Moreover, native starch being a non-modified natural product, it is not part of the food additives, which should be labeled as such on the package of the marketed product.
In addition, native starch does not present any digestive inconveniences, contrary to polyols, and soluble fibers that have, among others, a laxative effect, which is particularly undesirable in products intended for children. The fact that it is non-gelatinized keeps the native starch slowly digestible, which enables to increase the (calories brought by slowly digestible carbohydrates)/(total calorie content) ratio. So, the addition of native starch to food compositions according to the invention entails a prolonged repletion sensation in relation to food compositions constituted of a traditional continuous aqueous phase, notably in relation to food compositions constituted of a continuous aqueous phase light in sugars and/or in fat. And especially, the calorie distribution is more balanced between complex carbohydrates, fat, and sugars, in accordance with nutritionists' recommendations.

□ □ □ □

◆ THE TASK
Extend the passage on native starch in food compositions, starting right after its final sentence.

◆ Boundary annotation records

□ □ □ □

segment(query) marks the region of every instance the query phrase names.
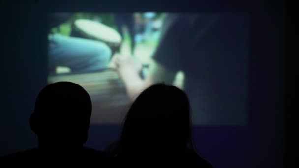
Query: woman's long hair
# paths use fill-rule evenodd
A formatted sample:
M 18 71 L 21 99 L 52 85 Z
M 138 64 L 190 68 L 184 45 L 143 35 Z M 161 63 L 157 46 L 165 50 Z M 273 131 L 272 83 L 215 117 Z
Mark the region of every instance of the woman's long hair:
M 191 125 L 185 93 L 173 86 L 156 84 L 133 103 L 120 138 L 108 152 L 117 155 L 194 150 Z

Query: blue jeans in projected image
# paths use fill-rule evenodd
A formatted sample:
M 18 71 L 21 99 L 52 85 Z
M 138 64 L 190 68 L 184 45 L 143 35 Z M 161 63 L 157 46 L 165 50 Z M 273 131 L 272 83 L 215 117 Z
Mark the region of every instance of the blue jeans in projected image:
M 107 67 L 111 50 L 106 44 L 59 34 L 49 35 L 49 65 L 69 67 L 72 72 L 88 72 Z

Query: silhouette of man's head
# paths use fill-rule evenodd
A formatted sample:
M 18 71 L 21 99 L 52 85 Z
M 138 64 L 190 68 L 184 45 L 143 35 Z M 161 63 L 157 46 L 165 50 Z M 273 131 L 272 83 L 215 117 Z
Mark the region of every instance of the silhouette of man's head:
M 139 150 L 185 150 L 191 142 L 190 126 L 186 94 L 175 86 L 157 84 L 142 92 L 132 104 L 119 148 L 137 153 Z
M 90 98 L 82 87 L 57 82 L 38 95 L 30 124 L 40 146 L 82 146 L 87 140 L 91 110 Z

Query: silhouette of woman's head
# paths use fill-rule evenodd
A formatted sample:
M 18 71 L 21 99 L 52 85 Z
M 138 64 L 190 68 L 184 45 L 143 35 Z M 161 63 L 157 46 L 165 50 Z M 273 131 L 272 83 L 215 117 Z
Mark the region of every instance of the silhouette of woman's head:
M 137 97 L 128 112 L 119 140 L 119 152 L 186 149 L 189 143 L 192 145 L 190 111 L 182 90 L 164 84 L 150 87 Z
M 90 98 L 82 87 L 57 82 L 40 92 L 30 123 L 40 145 L 82 146 L 87 139 L 91 110 Z

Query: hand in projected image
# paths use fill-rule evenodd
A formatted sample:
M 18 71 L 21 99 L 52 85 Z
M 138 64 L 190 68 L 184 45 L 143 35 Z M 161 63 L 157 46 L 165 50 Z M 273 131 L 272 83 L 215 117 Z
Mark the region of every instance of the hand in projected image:
M 136 58 L 128 55 L 116 54 L 111 60 L 111 67 L 122 76 L 124 74 L 139 74 L 142 64 Z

□ □ □ □

◆ EXERCISE OUTPUT
In addition, native starch density is high, which limits steric congestion, and its granules present little porosity accessible to water constituting the continuous aqueous phase. These two characteristics are important in order to limit the increase in viscosity of food composition containing solids in suspension such as starch granules.
The particle-size distribution of native starches, which generally ranges between 2 μm and 100 μm, and generally between 5 μm and 45 μm, is also ideal for a use in food compositions constituted of a continuous aqueous phase. Thus, native starches include neither too many fine particles, nor too many large particles. The presence of fine particles increases the viscosity of the food composition, and requires therefore to increase fat and/or water content in general. However, in a large number of food compositions, e.g. jams or honeys, it is not possible to increase water and/or fat content without considerably altering their organoleptic and/or preservation properties. On the contrary, the presence of large particles confers a sandy sensation in the mouth to food composition. The balance between small, and large size granules may be adjusted as needed according to sought-after textures and properties, by mixing starches of various origins in various proportions.
In an advantageous mode embodiment, at least 90% of the starch particle-size ranges between 2 μm and 100 μm, preferably between 5 μm and 45 μm.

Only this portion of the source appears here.